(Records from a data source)
— BEGIN —

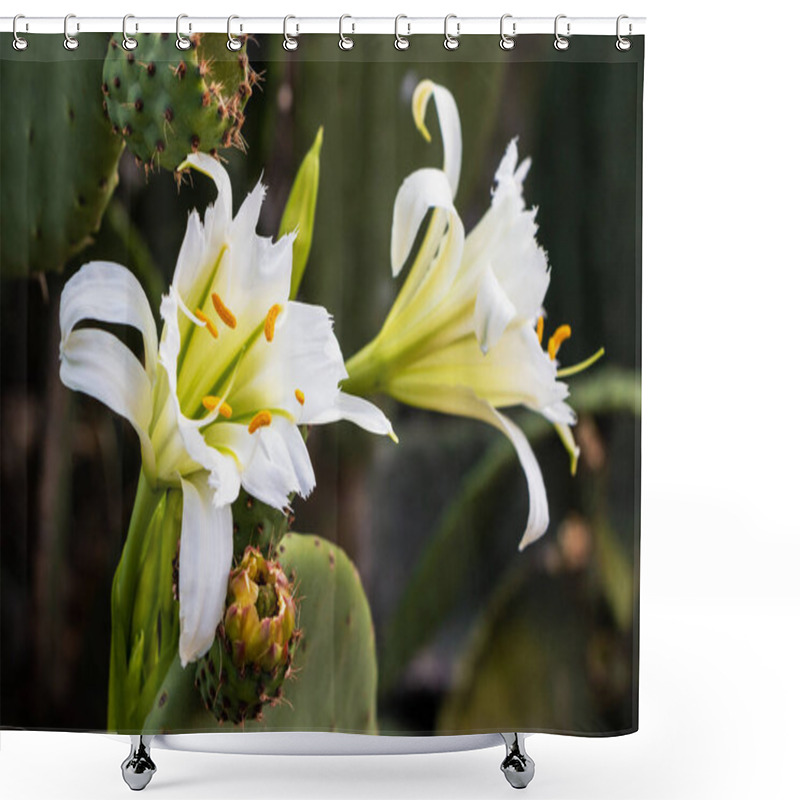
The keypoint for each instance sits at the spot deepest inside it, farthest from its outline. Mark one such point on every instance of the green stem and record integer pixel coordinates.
(123, 593)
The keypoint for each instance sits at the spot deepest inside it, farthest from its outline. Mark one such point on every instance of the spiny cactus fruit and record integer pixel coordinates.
(167, 102)
(251, 656)
(58, 159)
(334, 675)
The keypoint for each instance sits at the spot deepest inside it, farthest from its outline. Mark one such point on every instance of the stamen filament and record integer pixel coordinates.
(225, 314)
(211, 327)
(576, 368)
(212, 402)
(260, 420)
(562, 333)
(269, 322)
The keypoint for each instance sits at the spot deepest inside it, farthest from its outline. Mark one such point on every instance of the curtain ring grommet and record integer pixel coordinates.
(234, 42)
(561, 42)
(345, 42)
(623, 44)
(181, 42)
(128, 42)
(19, 43)
(401, 42)
(451, 42)
(507, 42)
(70, 42)
(289, 42)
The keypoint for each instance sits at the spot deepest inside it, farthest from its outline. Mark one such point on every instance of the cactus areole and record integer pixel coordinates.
(251, 657)
(166, 102)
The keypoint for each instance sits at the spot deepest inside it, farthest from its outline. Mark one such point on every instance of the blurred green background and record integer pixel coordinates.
(472, 635)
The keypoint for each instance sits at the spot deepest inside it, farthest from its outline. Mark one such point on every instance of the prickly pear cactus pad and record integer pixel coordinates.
(166, 102)
(58, 157)
(332, 682)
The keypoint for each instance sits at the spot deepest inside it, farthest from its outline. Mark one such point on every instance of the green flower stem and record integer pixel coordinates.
(144, 624)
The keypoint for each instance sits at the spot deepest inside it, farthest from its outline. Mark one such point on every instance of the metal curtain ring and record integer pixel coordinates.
(507, 42)
(345, 42)
(451, 42)
(560, 42)
(70, 42)
(181, 42)
(127, 42)
(19, 43)
(400, 42)
(234, 42)
(623, 44)
(289, 42)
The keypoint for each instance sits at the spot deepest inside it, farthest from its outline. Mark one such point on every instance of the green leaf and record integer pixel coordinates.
(300, 210)
(457, 546)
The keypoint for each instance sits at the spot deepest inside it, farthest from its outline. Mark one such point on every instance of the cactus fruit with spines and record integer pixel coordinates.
(251, 656)
(58, 159)
(166, 103)
(334, 676)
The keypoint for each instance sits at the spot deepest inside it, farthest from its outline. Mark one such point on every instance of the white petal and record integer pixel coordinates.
(462, 401)
(266, 481)
(224, 474)
(204, 163)
(538, 512)
(96, 363)
(206, 552)
(493, 311)
(285, 448)
(107, 292)
(420, 191)
(449, 124)
(357, 410)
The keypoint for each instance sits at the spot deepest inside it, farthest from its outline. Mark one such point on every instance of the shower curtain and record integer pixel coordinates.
(320, 385)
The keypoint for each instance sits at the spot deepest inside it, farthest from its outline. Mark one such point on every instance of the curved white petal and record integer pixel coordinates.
(493, 311)
(107, 292)
(449, 124)
(96, 363)
(463, 401)
(419, 192)
(357, 410)
(204, 163)
(285, 447)
(206, 551)
(267, 481)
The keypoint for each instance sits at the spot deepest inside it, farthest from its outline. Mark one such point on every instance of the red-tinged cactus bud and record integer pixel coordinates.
(251, 657)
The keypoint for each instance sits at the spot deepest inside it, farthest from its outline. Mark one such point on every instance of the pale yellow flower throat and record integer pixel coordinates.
(212, 402)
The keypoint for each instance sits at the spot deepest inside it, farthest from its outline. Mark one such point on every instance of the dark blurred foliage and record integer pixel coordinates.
(546, 639)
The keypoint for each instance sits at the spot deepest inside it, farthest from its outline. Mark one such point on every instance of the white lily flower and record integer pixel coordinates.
(465, 334)
(239, 368)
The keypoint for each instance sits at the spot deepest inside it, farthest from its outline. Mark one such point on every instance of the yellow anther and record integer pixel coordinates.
(260, 420)
(212, 402)
(562, 333)
(212, 328)
(225, 314)
(269, 322)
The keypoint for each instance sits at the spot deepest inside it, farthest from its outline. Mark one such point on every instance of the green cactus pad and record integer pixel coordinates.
(333, 683)
(167, 103)
(58, 157)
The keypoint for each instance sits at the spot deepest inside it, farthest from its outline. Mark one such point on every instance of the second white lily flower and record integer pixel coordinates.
(218, 404)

— END —

__GIVEN TASK__. Every line is to be duplicated exactly, though pictures stay out.

__THE REPLY__.
The keypoint for each instance sits at the spot deepest inside it, farthest from its outline. Mark one such point on every instance of the green stem and record integer pixel coordinates.
(123, 593)
The keypoint for each instance sits at the spot deepest inside it, farthest from its outline. Mark one such point on every instance of the spiny cactus fruit and record integer pixel coordinates.
(167, 102)
(251, 656)
(58, 159)
(334, 675)
The keypoint for each instance sits at the spot deepest inside it, farthest from its outline. Mark one such point on every instance of the stamen filament and record integer pixel coordinates.
(225, 314)
(211, 327)
(576, 368)
(212, 402)
(260, 420)
(562, 333)
(269, 322)
The keypoint for each instance sits at the spot deepest inside it, farthest from its outline. Mark one such point on every instance of the curtain ring grommet and record integer pixel coordinates.
(234, 42)
(561, 42)
(345, 42)
(623, 44)
(181, 42)
(128, 42)
(19, 43)
(401, 42)
(451, 42)
(507, 42)
(70, 42)
(289, 42)
The keypoint for each instance sits at the spot deepest inside it, farthest from its outline. Mark one such point on every instance of the cactus areole and record integer pixel coordinates.
(251, 657)
(166, 102)
The keypoint for each instance sits at the spot deepest inside it, farthest from its outline. Mark one such point on every instance of the blurred green background and record integer pixel coordinates.
(472, 635)
The keypoint for each instance sits at the spot deepest inside it, farthest from its outline. Mark one such point on every instance of the prickly pear cactus pad and record integer pixel coordinates.
(166, 102)
(58, 157)
(332, 682)
The keypoint for each instance sits at the spot deepest inside it, farthest from its outline. Mark one such point on every instance of the green flower stem and record integer pixel coordinates.
(144, 624)
The keypoint for each instance sits at the spot deepest inside it, farthest from its outline. Mark one such point on every instance of the metal curtain ring and record integer pixel coordinates.
(507, 42)
(345, 42)
(451, 42)
(560, 42)
(70, 42)
(181, 42)
(127, 42)
(19, 43)
(400, 42)
(234, 42)
(623, 44)
(289, 42)
The keypoint for each instance sits at the spot deepest inside it, farthest from its outline. Mark one such point on every instance of the green leaf and record integer pixel coordinates.
(300, 210)
(457, 546)
The keypoint for each instance sits at the spot deepest inside it, farthest from its outline. Mark one such point on every instance of the cactus fruit with spines and record integer pixel coordinates.
(251, 656)
(58, 159)
(166, 103)
(334, 676)
The keypoint for each instance sits at the spot deepest inside it, farthest from its outline. Mark one such point on every instance of the white petal and record integer pixel coordinates.
(462, 401)
(266, 481)
(224, 474)
(204, 163)
(538, 512)
(96, 363)
(206, 552)
(493, 311)
(285, 448)
(107, 292)
(420, 191)
(449, 124)
(357, 410)
The keypoint for each instance sits at the spot deepest inside it, farthest from its outline. Mark one such point on every instance of the shower curtain and record integer pixel coordinates.
(320, 385)
The keypoint for each instance sits at the spot deepest inside it, farthest from its outline. Mark one such point on every instance of the curved white petal and record integer pixel coordinates.
(493, 311)
(107, 292)
(449, 124)
(96, 363)
(463, 401)
(419, 192)
(357, 410)
(204, 163)
(285, 447)
(206, 551)
(267, 481)
The keypoint for each instance sits at the spot deepest inside it, farthest from its outline. Mark one such point on every instance of the red-tinged cactus bud and record integer pixel coordinates.
(251, 657)
The keypoint for each instance sits at the spot deepest inside it, farthest from its outline. Mark one such point on every instance of the pale yellow flower throat and record integer pixel coordinates.
(212, 402)
The keypoint for each instance sits at the spot deepest inside it, farthest from its outline. Mark one such point on every instance of the dark blurred foliage and record integer pixel coordinates.
(546, 639)
The keypoint for each instance sits at the spot deepest inside it, farthest from its outline. Mark one such point on every instance of the white lily flower and record integer pixel coordinates.
(465, 334)
(239, 368)
The keypoint for each instance sits at the spot deepest inside it, farthest from its outline. Mark one such point on every instance of the yellow anther and record integer pixel coordinates.
(260, 420)
(212, 402)
(562, 333)
(212, 328)
(225, 314)
(269, 322)
The keypoint for each instance sits at the spot deepest inside it, farthest from its outline. Mark one such point on every instance of the green cactus pad and record integer pixel coordinates.
(333, 683)
(167, 103)
(58, 157)
The keypoint for each instance sits at the spot deepest inside it, farthest from its outline. Mark one such point on every instance of the second white lily flower and record integer pixel coordinates.
(218, 404)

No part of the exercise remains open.